◆ TEXTO PARA LEITURA:
+ + + + +

27. Neste lote foi autorizada a construção de um edifício com uma área de implantação de 896 m2, correspondente a 78,60% do terreno, não havendo lugar a quaisquer infra-estruturas a levar a cabo pelo adquirente para o licenciamento da construção (cfr. fls. 34 a 37 do processo principal e apenso com documentos não digitalizados).

28. Tal edifício era composto por cave destinada a garagens, rés-do-chão destinado a comércio e quatro andares e um recuado com 17 fracções destinadas a habitação, com um volume de construção de 9.270,90 m3 (idem).

29. No lote inscrito na matriz urbana sob o art. 2382 foram autorizados edifícios com uma área de implantação de 1.261 m2, destinados apenas a habitação e garagens, correspondendo a 22,31% do terreno, sendo a parte restante destinada a arruamentos, jardins e baías de estacionamento (idem).

30. Em 05.12.2000, o volume de construção previsto para este lote era de 14.039,4 m3 (idem).

31. Tal lote tem acesso, a poente, à via pública apenas através da Rua …………, rua estreita, sem passeios e baías de estacionamento (cfr. fls. 31 a 33 do processo principal e apenso com documentos digitalizados).

+ + + + +

◆ DADOS FORNECIDOS:
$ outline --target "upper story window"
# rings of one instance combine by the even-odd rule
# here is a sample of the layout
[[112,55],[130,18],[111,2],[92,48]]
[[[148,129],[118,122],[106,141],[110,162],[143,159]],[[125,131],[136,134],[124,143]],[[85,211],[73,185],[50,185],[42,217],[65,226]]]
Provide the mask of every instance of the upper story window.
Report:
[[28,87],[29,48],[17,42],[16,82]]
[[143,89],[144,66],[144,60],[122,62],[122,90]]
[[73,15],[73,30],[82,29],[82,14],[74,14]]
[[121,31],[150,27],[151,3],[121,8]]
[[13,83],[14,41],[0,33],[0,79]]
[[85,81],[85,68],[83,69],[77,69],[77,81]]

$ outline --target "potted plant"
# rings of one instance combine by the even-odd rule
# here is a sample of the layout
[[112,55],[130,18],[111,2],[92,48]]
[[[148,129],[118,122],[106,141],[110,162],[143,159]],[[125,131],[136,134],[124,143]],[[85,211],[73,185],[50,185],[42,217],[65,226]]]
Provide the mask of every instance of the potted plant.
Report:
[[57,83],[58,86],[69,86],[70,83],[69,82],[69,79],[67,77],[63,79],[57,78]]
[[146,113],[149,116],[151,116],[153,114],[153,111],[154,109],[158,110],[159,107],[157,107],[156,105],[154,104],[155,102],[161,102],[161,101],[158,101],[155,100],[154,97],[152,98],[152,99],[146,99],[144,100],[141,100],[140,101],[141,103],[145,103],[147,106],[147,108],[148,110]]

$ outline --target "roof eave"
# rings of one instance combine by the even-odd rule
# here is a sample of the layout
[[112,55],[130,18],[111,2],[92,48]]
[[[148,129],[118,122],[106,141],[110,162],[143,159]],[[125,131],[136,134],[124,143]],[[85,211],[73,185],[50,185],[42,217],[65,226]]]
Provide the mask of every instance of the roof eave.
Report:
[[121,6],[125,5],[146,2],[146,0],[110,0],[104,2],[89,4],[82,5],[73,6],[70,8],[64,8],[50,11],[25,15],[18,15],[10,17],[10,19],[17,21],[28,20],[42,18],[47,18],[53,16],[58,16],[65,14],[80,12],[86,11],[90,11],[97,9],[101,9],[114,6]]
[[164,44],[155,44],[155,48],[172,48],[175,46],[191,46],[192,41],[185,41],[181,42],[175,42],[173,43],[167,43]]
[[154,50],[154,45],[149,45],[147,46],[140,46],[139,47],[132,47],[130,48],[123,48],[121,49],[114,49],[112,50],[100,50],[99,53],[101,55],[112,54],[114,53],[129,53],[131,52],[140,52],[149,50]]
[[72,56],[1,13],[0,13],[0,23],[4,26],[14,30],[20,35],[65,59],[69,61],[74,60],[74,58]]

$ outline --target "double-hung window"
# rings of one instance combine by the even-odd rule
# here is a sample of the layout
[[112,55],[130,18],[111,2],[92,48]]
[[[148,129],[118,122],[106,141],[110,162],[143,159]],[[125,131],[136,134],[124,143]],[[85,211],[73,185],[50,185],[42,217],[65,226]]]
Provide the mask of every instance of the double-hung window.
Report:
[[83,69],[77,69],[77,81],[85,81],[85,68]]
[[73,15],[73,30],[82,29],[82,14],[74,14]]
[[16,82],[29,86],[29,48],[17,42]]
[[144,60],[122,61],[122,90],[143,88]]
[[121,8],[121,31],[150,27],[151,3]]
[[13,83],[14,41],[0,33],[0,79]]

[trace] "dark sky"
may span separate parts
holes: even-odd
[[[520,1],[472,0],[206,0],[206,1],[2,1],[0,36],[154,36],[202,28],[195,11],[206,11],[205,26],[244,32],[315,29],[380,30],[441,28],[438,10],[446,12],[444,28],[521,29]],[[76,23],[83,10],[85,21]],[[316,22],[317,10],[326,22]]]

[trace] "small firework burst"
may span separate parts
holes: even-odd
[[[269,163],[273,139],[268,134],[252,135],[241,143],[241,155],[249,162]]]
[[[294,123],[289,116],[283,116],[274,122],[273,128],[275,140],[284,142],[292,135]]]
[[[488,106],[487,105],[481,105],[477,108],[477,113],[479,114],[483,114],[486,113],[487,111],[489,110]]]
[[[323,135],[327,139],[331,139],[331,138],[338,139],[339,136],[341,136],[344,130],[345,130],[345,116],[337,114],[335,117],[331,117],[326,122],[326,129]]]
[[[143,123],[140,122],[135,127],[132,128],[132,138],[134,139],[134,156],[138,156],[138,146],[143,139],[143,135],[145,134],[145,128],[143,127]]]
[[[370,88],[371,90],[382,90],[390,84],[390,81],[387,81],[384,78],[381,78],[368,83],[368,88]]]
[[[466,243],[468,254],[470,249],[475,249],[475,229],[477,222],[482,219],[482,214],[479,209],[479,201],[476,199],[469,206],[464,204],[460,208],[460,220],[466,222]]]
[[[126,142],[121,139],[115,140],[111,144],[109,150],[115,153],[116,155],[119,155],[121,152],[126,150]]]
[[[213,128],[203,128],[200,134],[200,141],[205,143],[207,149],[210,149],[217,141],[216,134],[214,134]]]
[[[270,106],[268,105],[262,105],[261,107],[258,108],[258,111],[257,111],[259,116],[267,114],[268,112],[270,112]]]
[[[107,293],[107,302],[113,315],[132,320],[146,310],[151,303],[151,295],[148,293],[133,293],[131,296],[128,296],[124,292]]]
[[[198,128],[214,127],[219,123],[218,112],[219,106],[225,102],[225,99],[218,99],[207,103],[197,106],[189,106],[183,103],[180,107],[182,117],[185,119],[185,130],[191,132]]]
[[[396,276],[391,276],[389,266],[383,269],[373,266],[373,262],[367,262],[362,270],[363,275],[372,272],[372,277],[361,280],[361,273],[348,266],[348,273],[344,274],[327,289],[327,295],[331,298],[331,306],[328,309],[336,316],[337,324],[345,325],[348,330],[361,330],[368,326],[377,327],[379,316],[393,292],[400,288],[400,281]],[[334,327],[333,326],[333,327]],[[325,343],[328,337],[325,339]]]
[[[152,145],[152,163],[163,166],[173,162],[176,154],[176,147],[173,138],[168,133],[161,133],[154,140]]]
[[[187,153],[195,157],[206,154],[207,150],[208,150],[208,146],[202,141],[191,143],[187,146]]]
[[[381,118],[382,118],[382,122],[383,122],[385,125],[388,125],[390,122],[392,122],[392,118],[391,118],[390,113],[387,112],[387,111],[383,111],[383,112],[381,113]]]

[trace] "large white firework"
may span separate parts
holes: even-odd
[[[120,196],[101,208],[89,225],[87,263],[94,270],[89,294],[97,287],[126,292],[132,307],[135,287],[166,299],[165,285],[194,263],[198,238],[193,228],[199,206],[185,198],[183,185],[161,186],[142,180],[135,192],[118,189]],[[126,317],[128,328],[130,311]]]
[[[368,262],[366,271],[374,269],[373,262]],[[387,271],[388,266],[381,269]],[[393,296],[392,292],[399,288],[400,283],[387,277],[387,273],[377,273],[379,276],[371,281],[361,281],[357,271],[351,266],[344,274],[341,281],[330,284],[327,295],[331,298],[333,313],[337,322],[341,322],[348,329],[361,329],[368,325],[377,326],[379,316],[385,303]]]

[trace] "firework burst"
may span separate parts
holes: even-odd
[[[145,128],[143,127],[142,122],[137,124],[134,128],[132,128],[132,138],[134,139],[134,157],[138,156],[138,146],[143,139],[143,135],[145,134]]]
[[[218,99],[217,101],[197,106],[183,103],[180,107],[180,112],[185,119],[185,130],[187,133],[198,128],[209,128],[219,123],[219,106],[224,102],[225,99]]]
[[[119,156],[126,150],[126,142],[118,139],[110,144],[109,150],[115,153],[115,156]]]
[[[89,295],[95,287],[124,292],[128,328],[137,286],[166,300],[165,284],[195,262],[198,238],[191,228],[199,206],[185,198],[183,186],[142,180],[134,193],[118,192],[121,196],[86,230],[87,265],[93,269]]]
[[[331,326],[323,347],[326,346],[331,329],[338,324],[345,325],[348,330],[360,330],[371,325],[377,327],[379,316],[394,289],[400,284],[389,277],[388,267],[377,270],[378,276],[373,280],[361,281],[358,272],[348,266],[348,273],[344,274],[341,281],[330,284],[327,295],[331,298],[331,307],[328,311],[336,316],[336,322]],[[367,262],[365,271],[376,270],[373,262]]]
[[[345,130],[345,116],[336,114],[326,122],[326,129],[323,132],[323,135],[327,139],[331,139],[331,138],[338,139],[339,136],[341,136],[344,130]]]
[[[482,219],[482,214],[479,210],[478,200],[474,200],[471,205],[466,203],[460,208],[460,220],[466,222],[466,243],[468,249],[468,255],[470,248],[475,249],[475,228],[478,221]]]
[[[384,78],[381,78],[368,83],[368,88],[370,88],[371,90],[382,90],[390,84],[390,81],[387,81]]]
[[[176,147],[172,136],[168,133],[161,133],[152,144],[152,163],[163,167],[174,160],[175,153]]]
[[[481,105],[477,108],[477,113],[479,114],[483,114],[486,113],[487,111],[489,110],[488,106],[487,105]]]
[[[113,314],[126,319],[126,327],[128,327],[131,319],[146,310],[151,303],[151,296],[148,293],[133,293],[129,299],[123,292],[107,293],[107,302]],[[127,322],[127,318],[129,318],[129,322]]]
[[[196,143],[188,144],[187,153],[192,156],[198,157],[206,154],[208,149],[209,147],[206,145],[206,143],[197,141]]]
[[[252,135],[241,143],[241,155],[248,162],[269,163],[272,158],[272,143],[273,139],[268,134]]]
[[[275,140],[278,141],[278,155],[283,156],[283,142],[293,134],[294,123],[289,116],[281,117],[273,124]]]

+ + + + +

◆ TAREFAS A REALIZAR:
(a) Converta em lista numerada o trecho dos registros que vai do início até a linha que contém "[[85,81],[85,68],[83,69],[77,69],[77,81]]", inclusive, omitindo as linhas em branco.
(b) Dê continuidade ao texto sobre os lotes e as construções autorizadas a partir do ponto em que ele termina.

◆ RESPOSTAS POR TAREFA:
(a)
1. $ outline --target "upper story window"
2. # rings of one instance combine by the even-odd rule
3. # here is a sample of the layout
4. [[112,55],[130,18],[111,2],[92,48]]
5. [[[148,129],[118,122],[106,141],[110,162],[143,159]],[[125,131],[136,134],[124,143]],[[85,211],[73,185],[50,185],[42,217],[65,226]]]
6. Provide the mask of every instance of the upper story window.
7. Report:
8. [[28,87],[29,48],[17,42],[16,82]]
9. [[143,89],[144,66],[144,60],[122,62],[122,90]]
10. [[73,15],[73,30],[82,29],[82,14],[74,14]]
11. [[121,31],[150,27],[151,3],[121,8]]
12. [[13,83],[14,41],[0,33],[0,79]]
13. [[85,81],[85,68],[83,69],[77,69],[77,81]]

(b)
32. E confronta a norte com um edifício fabril de D…………..

33. Em 25.05.2007, foi apresentado em nome da Impugnante, mas já da responsabilidade da adquirente, um projecto de arquitectura para o mesmo lote (artigo 2382) em que foi proposta e autorizada uma volumetria de construção de 28.770 m3, correspondente a 36 habitações do tipo T3 e 52 garagens, das quais 30 singulares e 22 duplas (cfr. fls. 38 a 39 do processo principal).

34. A Impugnante registou contabilisticamente o proveito da venda do lote inscrito na matriz urbana sob o art. 2382, no exercício de 2008 (cfr. artigo 62 da Petição Inicial)» (Uma vez que usamos o itálico na transcrição, as partes que estavam em itálico no original figuram aqui em estilo normal.).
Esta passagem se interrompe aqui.